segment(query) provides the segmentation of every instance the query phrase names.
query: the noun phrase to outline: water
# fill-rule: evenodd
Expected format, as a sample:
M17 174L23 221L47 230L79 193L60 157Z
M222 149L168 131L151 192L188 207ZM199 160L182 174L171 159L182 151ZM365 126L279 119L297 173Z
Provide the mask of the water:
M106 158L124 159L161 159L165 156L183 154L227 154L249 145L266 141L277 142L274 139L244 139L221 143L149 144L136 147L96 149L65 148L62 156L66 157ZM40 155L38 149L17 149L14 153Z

____________

The request: Change "noun phrase" to "label text" wherever it occurs in the rows above. Reproduce all of those rows with nothing else altered.

Answer to the task:
segment(query) provides the segmentation of every instance the query phrase names.
query: the label text to outline: water
# fill-rule: evenodd
Expected format, as a sample:
M17 174L23 221L47 230L79 193L60 157Z
M222 149L168 131L151 192L188 207ZM199 160L182 174L171 159L182 151ZM365 126L279 119L297 173Z
Provide the mask of the water:
M106 158L124 159L161 159L165 156L183 154L227 154L249 145L266 141L277 142L274 139L244 139L221 143L149 144L136 147L96 149L65 148L62 156L66 157ZM40 155L38 149L17 149L14 153Z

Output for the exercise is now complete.